Text shown:

--

Saturday, October 30, 2010

Sometimes you don't expect something

Wow.

Today is a Halloween Party and I'm totally skipping out on it. Why? It's kind of a waste of money. And time. While it would be fun; I have no doubts about that, it's just that it could be better. Like if I actually had a super close friend going, or a costume,  or money to waste, or no essays to write.

So I get on a bus, I think it's going to be a great ride to my university's library. Almost no one is on the bus. And I'm in a okay mood. And I'm really happy with that. Those unnamed people deserve it. And so I take out my journal to start writing about how I feel. And my reasons for how I feel. And drafting college essays. Etc. But then my world got turned upside down. (this doesn't make sense, but this is an edit to cover something else)

This man wants to sit next to me. That's a little annoying. I would have liked to have two seats, but it's pretty whatever; I don't mind having someone sit next to me. It was also just a little annoying that he was a male. Usually, I only like women to sit next to me on the bus. Just a safety thing, it's not necessary, just personal preference. But he seemed nice so I didn't give him a dirty look. He did the usual Taiwanese "xie xie" when I moved out of his way to help him sit down. And he even said "thank you" after. Taiwanese people always think I don't understand simple things. But it was nice of him. I thought it was nice he was trying his best to speak English to me. So I went to ignoring him and continued on with my journal. I was writing a total bitch entry. I'm not going to lie. I'm really disgusted with someone I know. And I was writing all about it. I didn't attempt to hide this entry at all. Because it was in English. Five minutes later, he talks to me in fluent english, asking me if I'm writing out homework. I'm still not sure how much english he knows, so I give him a simple "yes." We spend the next hour talking. He lived in America for like 2 years, and with the Americans in Africa for like 18 years. His english is perfect. He worked for the American government. It was kind of a FML moment. But kind of not. I learned a lot about him, he learned a little about me. It wasn't bad. I was completely shocked. He has the best english I've heard since I got here. Better than the "english teachers" here, better than all the rotary people. It just goes to show you, there are exceptions everywhere. People can and will shock you. I like him. He was fun. He totally made me realize I've started to think I'm the only exception. People are always shocked I'm here at all. They are completely shocked when they find out I speak Japanese. An American girl who speaks Japanese and is learning Chinese. It's almost too much for them. But there are those of us like this in every country. It's good. It's fun. I met someone a lot like me today.

Anyway, I would also like to write about the person who is disgusting me. I can't name names, nor would I want to, in this case. I'm not the kind of person who likes to attack others.
Fake name time: Bob.

--

Dataset extract:

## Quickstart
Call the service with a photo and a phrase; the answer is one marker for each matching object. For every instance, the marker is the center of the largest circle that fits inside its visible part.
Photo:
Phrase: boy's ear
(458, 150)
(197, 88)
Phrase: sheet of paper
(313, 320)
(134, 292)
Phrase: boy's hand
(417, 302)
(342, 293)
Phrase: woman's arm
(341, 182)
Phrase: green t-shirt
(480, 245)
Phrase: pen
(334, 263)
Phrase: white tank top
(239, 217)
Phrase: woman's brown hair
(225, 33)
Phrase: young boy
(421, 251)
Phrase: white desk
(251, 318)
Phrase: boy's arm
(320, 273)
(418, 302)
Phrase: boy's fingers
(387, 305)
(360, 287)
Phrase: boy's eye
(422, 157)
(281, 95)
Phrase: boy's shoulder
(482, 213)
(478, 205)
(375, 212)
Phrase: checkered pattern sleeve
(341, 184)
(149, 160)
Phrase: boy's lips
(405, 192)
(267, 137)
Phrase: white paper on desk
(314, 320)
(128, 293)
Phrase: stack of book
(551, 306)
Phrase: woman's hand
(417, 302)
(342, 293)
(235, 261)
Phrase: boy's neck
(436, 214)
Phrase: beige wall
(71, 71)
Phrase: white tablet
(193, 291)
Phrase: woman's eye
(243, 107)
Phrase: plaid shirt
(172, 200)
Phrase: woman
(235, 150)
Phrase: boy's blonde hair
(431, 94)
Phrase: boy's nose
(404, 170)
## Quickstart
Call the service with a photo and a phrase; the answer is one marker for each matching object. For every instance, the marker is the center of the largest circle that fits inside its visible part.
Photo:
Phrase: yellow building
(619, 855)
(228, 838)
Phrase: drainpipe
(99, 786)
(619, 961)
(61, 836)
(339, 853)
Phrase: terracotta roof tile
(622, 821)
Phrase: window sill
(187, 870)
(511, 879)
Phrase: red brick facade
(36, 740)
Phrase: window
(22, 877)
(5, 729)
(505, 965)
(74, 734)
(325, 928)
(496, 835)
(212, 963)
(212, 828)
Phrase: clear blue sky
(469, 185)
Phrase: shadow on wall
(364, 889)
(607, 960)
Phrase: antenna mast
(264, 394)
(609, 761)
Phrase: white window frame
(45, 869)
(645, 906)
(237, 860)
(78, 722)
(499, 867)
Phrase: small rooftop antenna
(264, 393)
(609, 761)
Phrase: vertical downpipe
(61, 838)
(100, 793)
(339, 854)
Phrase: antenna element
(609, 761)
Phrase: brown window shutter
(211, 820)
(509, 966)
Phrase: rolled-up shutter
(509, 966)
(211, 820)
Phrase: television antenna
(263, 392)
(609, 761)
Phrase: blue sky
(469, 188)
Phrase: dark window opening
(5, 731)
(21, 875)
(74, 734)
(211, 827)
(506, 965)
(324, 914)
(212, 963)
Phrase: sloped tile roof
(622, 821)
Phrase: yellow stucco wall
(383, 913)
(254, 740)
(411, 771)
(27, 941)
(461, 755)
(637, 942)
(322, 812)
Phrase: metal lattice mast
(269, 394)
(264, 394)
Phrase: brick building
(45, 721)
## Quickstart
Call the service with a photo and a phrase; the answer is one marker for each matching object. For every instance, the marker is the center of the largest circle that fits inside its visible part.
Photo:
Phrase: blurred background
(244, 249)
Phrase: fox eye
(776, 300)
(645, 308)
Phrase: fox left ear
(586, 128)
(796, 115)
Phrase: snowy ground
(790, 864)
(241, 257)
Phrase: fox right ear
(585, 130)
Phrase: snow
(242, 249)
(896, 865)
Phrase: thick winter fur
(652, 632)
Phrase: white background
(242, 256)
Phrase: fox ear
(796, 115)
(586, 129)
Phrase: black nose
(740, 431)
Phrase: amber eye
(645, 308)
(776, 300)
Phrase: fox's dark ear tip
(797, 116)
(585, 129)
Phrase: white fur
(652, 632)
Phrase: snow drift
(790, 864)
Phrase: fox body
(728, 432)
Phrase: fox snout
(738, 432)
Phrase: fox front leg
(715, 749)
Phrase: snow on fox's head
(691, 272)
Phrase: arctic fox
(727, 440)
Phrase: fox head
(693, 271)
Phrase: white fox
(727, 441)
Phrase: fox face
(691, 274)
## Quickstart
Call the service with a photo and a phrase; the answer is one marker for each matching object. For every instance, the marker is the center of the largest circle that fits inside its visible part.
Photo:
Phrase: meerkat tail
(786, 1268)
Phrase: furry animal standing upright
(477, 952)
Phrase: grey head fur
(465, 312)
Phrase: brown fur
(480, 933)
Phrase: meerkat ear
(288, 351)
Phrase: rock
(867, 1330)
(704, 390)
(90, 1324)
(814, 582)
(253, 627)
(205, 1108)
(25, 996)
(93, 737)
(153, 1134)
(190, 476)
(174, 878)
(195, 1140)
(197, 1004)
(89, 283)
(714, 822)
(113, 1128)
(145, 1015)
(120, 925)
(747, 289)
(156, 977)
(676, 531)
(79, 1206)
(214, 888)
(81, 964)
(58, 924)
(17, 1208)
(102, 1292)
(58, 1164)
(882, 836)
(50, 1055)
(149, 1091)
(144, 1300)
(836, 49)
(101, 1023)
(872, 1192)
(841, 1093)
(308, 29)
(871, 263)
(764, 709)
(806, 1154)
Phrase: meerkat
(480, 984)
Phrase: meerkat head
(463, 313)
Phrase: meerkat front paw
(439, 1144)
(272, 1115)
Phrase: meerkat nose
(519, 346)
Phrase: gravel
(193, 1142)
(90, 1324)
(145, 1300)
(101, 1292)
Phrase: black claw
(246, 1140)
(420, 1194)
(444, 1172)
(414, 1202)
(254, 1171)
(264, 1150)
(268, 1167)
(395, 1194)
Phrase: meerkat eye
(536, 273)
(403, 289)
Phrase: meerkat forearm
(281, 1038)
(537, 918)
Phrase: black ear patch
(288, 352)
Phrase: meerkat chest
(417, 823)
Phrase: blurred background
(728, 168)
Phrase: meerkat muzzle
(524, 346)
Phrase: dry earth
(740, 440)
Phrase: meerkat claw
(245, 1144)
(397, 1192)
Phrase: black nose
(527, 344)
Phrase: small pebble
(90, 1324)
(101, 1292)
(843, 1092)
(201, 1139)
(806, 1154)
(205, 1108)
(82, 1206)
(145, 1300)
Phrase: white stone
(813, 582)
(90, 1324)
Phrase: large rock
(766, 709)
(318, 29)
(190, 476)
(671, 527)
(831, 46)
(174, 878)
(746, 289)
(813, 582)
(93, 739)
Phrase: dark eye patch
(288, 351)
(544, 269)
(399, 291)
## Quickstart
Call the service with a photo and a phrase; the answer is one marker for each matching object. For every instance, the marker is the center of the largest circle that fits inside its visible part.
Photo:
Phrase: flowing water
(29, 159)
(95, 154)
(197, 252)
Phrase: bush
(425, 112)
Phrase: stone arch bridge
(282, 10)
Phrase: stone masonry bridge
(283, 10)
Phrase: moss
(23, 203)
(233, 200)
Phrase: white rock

--

To-do list:
1. According to the blog post, how long did the man on the bus live in America?
2. Update the blog post's passage starting with "Today is a Halloween" and going on through "cover something else)", putting "bookstore" in place of "library".
You won't need the entries above.

Solution set:
1. About two years.

2.
Today is a Halloween Party and I'm totally skipping out on it. Why? It's kind of a waste of money. And time. While it would be fun; I have no doubts about that, it's just that it could be better. Like if I actually had a super close friend going, or a costume,  or money to waste, or no essays to write.

So I get on a bus, I think it's going to be a great ride to my university's bookstore. Almost no one is on the bus. And I'm in a okay mood. And I'm really happy with that. Those unnamed people deserve it. And so I take out my journal to start writing about how I feel. And my reasons for how I feel. And drafting college essays. Etc. But then my world got turned upside down. (this doesn't make sense, but this is an edit to cover something else)